#### Set task A
In the excerpt on MySQL Enterprise Monitor 2.2, what position does Joseph Martins hold?
#### Set task B
Carry on the excerpt about MySQL Enterprise Monitor 2.2 from the point where it stops.

#### Excerpted text

Enterprise Monitor 2.2 includes enhancement for collecting, viewing and searching query performance data, which allows developers to analyze query response patterns that may slow system resources and response times.
The monitor also includes Query Analyzer Execution Notices that are designed to pinpoint problem queries to allow database administrators and application developers to fix performance problems.
Another major feature is MySQL Enterprise Connector Plug-ins, which link up with an application’s existing connectors to enable users to gather and send SQL Query responses and other performance data to a query analyzer.
One analyst suggested that Oracle can hardly take credit for a new release it really had little to do with. “The release was well under way before the acquisition, so this really has very little to do with Oracle in my opinion,” said Joseph Martins, managing director of Data Mobility Group, an IT industry analyst.
Giving Oracle the credit “would be a bit like giving an incoming [president of the United States] credit for the programs implemented by an outgoing [president of the United States]. All this says to me is that Oracle hasn’t rocked the boat-yet.”
But Martins said he isn’t very concerned that Oracle will try to suppress the open-source database. “I’m sure MySQL will survive whether it’s in the hands of Oracle or elsewhere. Customers can be certain of that. The community isn’t going to let MySQL fail. It’s really that simple,” he said.

#### Extracted entries
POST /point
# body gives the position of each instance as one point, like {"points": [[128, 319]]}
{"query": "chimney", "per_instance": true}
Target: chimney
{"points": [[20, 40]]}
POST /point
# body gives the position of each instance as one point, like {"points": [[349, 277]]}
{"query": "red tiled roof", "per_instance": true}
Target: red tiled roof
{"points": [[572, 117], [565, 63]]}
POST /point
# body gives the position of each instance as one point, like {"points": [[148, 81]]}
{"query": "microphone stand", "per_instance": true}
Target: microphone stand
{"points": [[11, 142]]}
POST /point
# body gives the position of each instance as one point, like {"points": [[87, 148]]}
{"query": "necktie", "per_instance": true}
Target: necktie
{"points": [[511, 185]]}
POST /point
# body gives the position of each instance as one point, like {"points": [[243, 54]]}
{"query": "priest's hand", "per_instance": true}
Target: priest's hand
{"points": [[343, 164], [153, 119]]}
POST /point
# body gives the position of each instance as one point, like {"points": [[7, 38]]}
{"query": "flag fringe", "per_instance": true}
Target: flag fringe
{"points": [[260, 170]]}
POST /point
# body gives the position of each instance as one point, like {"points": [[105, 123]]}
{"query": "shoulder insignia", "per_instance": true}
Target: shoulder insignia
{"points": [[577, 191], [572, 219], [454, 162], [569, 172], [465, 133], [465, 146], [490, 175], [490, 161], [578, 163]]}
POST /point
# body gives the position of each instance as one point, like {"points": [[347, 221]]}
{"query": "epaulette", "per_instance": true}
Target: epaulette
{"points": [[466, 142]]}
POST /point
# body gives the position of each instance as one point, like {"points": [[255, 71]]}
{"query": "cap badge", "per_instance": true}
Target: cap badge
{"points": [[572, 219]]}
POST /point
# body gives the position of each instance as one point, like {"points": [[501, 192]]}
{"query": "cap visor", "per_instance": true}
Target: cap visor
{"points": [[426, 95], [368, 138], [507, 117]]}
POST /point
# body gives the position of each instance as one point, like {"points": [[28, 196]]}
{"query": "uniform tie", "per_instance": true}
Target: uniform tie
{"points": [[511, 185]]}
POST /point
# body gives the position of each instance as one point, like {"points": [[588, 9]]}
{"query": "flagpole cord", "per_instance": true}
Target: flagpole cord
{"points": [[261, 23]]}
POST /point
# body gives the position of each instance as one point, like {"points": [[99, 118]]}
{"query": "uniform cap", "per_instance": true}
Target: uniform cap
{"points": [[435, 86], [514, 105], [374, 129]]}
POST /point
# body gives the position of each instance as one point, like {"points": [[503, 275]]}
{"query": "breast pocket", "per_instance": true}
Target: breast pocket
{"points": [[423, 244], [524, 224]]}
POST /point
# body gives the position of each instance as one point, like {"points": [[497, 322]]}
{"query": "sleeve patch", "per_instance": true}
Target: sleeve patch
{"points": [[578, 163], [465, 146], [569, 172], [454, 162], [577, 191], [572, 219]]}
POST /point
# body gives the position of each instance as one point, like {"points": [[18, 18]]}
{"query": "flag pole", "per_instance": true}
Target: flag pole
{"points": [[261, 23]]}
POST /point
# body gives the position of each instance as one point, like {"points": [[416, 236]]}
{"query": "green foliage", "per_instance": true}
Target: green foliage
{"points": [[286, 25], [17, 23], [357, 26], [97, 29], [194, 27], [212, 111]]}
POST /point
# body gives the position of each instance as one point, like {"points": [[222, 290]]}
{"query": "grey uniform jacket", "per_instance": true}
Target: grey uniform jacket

#### Written answer A
He is managing director of Data Mobility Group, an IT industry analyst.

#### Written answer B
However, Martins declined to comment on the potential performance or feature improvements of the new version, which he has yet to evaluate. “Let’s hope it’s of higher quality than the last one. If Oracle could make any contribution to MySQL, it would be in cleaning up that horrendous development cycle and overall quality control,” he said.
Oracle completed the $7.4 billion buyout of Sun Microsystems in late January 2010 after battling for the best part of a year with U.S. and overseas regulatory authorities to gain approval of the deal. Less than a month before the deal closed, more than 14,000 MySQL enthusiasts around the world signed a petition asking regulators to reject the deal on the grounds that Oracle, as one of the world’s largest producers enterprise relational databases, would not effectively support the competing open-source MySQL database.
Oracle issued statements before and after the deal denying that it wouldn’t fully support and invest in MySQL, and it also rejected suggestions that it would somehow divest itself of MySQL or turn management of it over to the open-source community as a compromise that would win regulatory approval of the deal.